WORK TO COMPLETE: All lines from the one holding "hey find the lid" down to the last line of the entries are to be reproduced exactly, with no other lines.

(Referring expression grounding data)
────────────────────────────────────────
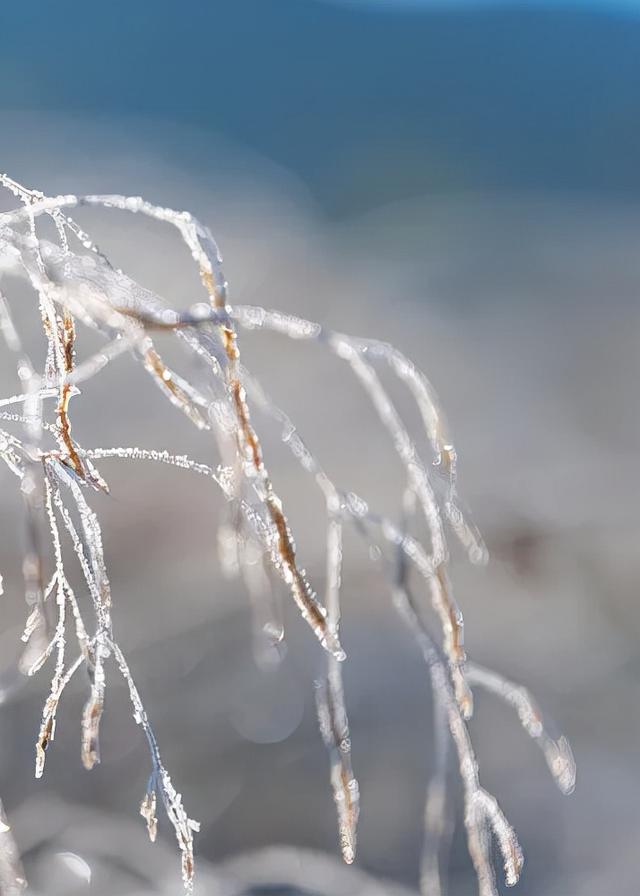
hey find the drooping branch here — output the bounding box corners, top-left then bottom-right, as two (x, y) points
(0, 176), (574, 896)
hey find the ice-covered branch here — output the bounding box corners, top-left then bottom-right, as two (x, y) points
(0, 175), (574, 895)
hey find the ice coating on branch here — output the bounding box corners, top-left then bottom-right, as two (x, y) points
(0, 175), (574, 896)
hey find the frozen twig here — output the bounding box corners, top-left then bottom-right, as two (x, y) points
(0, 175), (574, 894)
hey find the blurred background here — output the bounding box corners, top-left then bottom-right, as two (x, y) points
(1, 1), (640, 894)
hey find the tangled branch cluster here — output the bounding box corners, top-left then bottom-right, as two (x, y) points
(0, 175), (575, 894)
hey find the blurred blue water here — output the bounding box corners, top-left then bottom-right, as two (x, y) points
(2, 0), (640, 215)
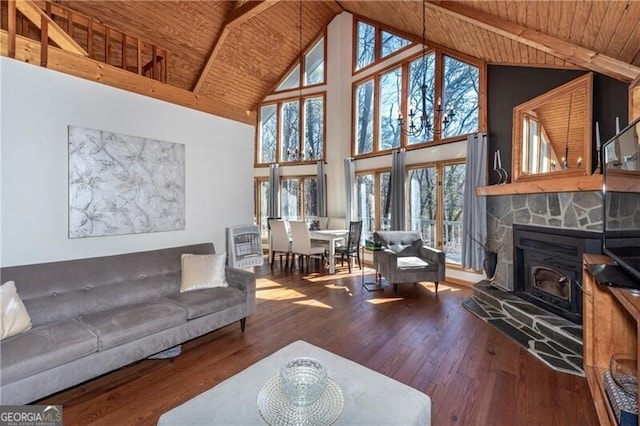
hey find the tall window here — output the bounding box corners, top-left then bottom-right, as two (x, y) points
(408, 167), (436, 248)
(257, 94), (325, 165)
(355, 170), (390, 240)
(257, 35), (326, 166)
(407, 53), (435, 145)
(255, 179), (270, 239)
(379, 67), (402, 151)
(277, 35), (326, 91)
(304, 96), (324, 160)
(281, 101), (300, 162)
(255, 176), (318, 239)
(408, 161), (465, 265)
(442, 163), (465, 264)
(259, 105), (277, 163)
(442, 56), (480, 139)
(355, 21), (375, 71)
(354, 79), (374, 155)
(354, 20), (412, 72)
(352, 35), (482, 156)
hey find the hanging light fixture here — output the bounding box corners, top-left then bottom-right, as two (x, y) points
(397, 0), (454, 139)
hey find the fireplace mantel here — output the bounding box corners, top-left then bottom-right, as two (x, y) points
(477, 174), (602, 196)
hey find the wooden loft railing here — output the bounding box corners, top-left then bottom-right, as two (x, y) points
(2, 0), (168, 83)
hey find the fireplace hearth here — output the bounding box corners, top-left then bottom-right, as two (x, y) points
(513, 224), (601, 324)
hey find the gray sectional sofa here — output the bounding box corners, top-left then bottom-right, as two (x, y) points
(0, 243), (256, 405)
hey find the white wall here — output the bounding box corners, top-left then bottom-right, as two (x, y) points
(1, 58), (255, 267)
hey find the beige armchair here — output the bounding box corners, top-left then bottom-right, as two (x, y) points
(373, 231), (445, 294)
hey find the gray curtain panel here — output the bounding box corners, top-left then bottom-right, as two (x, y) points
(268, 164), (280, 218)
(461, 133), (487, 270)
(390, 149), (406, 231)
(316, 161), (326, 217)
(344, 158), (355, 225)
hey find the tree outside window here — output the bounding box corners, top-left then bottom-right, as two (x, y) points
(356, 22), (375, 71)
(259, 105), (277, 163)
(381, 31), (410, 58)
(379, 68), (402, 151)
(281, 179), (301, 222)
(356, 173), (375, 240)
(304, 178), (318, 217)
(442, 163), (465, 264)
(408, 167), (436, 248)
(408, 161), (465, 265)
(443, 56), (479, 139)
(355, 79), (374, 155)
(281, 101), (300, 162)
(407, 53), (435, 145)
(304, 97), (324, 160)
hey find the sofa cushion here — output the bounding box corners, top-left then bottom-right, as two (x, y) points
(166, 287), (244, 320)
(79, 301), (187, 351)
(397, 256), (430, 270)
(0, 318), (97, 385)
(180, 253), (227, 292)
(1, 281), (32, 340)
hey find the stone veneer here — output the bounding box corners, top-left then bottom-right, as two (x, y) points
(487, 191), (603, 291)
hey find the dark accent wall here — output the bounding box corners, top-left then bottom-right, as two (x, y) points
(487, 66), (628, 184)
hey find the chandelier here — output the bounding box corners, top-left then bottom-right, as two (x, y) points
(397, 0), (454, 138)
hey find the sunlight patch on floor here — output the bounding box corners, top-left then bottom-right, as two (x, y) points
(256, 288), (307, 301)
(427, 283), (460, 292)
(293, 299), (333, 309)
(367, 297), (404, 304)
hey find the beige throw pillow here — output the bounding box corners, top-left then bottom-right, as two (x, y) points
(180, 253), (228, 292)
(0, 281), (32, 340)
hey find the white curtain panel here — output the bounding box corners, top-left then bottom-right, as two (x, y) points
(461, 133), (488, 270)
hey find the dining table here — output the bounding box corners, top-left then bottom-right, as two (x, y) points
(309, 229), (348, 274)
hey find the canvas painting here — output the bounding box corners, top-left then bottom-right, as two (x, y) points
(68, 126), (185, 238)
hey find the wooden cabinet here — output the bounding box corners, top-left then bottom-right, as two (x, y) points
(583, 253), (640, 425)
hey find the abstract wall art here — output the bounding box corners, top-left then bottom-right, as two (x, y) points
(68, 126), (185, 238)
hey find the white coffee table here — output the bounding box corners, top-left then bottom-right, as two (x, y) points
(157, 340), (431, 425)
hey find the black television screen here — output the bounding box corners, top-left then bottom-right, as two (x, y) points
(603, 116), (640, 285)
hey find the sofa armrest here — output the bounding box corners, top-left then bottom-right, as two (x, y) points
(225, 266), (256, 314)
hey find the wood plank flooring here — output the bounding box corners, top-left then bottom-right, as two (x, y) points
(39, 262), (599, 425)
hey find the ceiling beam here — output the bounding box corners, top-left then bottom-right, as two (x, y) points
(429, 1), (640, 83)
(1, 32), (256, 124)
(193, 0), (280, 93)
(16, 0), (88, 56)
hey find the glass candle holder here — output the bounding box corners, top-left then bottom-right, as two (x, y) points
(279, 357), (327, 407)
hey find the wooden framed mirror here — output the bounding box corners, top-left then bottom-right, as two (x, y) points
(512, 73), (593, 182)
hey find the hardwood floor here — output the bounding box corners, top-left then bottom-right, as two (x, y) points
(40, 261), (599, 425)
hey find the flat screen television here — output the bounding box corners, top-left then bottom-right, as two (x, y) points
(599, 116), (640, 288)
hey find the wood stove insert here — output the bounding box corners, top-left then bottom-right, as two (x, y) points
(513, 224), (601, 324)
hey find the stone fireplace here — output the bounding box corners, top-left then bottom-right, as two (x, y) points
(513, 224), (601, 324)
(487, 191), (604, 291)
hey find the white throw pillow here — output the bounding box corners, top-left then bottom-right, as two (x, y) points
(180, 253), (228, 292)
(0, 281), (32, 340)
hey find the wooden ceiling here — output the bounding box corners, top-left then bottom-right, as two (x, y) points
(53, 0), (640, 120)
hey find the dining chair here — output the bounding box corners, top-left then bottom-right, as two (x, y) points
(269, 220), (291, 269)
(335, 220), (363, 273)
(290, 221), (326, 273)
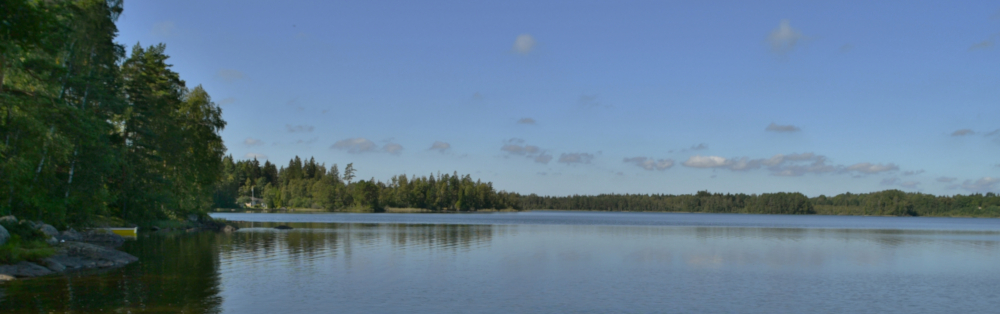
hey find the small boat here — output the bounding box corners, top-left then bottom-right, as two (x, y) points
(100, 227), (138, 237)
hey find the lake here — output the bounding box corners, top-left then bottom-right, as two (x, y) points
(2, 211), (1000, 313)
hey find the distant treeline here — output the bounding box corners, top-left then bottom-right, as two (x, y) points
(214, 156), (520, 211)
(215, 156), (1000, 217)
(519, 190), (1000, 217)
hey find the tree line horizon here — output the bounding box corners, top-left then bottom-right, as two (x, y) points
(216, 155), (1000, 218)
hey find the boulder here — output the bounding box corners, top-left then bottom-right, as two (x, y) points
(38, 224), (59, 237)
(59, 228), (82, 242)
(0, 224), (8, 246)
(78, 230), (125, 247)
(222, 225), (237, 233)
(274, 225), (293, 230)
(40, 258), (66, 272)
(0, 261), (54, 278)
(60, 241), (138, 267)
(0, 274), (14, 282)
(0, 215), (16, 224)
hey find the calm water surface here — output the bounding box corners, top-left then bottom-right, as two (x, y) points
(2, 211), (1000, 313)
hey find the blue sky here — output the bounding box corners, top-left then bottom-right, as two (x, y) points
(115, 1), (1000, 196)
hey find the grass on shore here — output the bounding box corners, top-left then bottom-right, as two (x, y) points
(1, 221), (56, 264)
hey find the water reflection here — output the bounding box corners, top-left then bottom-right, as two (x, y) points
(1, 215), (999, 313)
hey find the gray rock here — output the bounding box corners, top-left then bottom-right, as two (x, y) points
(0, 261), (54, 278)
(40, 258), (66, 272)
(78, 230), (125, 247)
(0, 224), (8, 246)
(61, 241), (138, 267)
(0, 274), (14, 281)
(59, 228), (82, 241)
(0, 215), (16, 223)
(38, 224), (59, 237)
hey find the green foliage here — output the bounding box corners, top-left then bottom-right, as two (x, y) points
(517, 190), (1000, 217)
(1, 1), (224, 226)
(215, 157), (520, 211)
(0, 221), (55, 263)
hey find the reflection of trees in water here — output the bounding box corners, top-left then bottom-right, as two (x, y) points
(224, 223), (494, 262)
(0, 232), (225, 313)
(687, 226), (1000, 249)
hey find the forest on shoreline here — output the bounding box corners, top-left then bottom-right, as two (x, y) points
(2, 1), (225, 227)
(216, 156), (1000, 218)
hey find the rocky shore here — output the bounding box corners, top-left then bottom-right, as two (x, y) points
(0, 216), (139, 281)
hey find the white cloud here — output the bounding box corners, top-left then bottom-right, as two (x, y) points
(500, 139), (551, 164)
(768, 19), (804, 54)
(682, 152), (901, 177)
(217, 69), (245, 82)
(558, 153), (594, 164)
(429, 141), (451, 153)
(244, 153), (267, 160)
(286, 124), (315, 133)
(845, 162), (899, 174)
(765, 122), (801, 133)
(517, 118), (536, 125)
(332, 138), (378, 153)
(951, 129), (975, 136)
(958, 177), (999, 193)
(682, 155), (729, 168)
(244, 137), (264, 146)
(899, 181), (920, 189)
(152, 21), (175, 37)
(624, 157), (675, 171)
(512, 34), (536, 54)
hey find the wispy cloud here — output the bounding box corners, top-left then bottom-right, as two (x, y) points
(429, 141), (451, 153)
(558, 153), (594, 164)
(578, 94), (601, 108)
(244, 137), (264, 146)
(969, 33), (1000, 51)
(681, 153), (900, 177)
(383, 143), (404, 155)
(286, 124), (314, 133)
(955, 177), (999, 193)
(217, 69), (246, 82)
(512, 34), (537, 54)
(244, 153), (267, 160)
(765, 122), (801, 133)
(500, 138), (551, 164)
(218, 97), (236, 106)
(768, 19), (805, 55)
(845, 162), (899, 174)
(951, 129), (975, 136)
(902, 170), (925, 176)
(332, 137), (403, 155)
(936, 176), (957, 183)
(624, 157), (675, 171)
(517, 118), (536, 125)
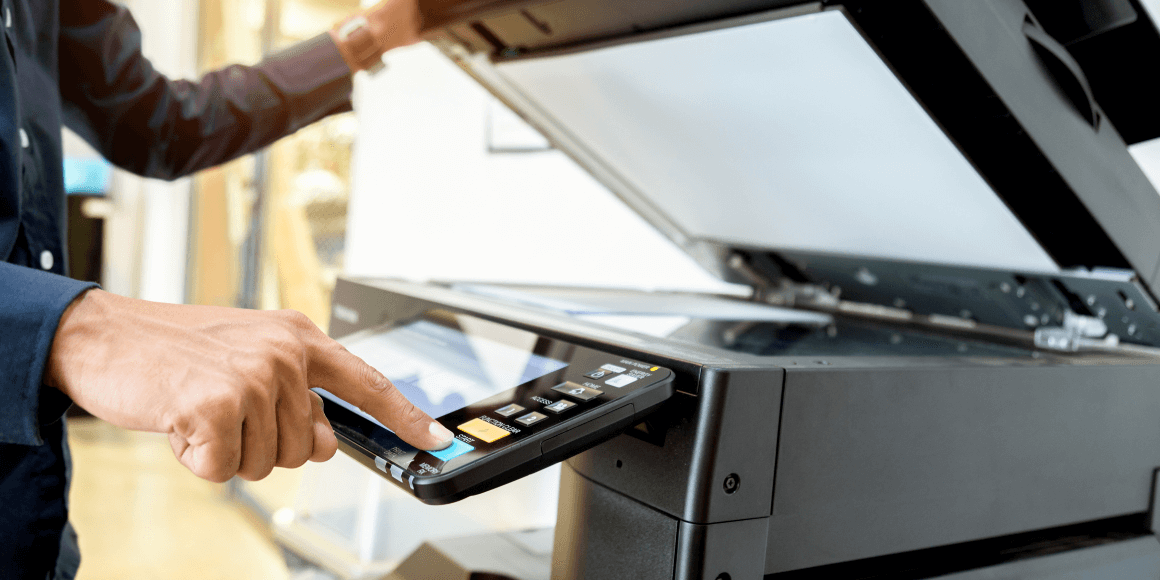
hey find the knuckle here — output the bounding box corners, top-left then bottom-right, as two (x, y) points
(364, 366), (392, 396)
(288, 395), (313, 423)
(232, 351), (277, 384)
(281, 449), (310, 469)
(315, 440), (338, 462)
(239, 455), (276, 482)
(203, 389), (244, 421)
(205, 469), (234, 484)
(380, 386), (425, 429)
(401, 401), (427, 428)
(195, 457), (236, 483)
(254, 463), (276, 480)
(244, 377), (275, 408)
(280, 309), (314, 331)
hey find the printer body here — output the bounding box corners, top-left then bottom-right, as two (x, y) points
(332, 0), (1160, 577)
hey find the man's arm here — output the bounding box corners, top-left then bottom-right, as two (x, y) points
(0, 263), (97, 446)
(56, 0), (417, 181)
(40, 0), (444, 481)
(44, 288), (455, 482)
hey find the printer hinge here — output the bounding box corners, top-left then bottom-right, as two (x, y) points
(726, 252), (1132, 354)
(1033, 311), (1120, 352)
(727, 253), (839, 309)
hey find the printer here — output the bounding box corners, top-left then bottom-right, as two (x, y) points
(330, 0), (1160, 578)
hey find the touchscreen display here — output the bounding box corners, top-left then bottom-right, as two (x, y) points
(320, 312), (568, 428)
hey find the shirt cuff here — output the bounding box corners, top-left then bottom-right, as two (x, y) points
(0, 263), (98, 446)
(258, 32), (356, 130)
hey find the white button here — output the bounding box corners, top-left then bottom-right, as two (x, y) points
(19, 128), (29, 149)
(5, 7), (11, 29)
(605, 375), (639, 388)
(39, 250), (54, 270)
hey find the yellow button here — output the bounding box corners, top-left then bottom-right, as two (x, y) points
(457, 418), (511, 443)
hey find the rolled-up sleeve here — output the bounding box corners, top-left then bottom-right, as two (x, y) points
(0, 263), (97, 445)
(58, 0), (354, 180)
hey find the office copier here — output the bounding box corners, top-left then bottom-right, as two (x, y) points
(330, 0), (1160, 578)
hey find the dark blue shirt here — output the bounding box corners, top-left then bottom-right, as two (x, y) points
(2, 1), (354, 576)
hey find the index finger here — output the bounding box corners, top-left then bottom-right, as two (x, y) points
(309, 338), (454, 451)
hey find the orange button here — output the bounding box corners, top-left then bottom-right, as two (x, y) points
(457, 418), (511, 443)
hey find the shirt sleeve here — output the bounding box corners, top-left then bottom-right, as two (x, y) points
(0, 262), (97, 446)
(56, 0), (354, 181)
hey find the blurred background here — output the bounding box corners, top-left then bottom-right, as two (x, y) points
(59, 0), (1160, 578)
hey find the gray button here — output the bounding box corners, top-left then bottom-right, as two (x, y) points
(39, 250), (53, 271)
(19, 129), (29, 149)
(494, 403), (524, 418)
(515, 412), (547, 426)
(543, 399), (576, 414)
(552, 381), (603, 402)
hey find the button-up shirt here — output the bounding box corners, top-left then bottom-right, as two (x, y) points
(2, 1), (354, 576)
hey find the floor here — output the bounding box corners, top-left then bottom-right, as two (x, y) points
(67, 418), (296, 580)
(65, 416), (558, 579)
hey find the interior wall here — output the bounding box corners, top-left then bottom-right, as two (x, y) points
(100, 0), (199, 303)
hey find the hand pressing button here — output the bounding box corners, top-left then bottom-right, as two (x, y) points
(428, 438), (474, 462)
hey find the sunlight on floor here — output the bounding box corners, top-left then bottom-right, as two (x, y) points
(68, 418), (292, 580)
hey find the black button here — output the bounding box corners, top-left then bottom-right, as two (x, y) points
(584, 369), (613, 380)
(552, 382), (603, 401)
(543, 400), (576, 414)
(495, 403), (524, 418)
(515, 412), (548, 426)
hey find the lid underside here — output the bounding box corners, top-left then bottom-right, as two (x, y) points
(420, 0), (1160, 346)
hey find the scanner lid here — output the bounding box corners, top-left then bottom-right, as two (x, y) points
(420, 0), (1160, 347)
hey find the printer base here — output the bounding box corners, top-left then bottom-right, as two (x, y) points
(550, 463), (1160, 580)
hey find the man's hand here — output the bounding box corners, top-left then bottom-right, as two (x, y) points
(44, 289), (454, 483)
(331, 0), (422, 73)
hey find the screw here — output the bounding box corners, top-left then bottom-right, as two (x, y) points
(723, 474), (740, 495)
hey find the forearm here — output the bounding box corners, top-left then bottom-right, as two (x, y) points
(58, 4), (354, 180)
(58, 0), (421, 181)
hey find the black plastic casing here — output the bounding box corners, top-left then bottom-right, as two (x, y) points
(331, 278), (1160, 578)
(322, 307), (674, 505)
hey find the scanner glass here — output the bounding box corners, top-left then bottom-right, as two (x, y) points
────────────────────────────────────────
EXERCISE OUTPUT:
hey find the lid underside here — output the bounding box corners, top-left then bottom-right, as two (x, y) points
(420, 0), (1160, 346)
hey find the scanner lid here — output the bounding box corners, top-left then bottom-right, as two (x, y) points
(420, 0), (1160, 347)
hey find the printer base here — output the bounding box corners, top-left then bottom-right, as two (x, y) points
(550, 463), (1160, 580)
hey find the man's hand here — output the bounding box corners, top-left then bottom-right, as two (x, y) points
(44, 289), (454, 483)
(331, 0), (422, 73)
hey find the screw here — output the bounding box corners, top-left then bottom-right, as two (x, y) points
(723, 474), (740, 495)
hey find the forearm here — output the bounding box corners, top-left then bottom-right, as two (x, y) points
(58, 4), (354, 180)
(58, 0), (421, 181)
hey find the black plastic casing here — output the bounding box corners, top-left then bottom-right, as two (x, y) points
(331, 278), (1160, 578)
(322, 307), (674, 505)
hey find the scanner glass here — output the bounding box corners, top-left then bottom-right, as two (x, y) points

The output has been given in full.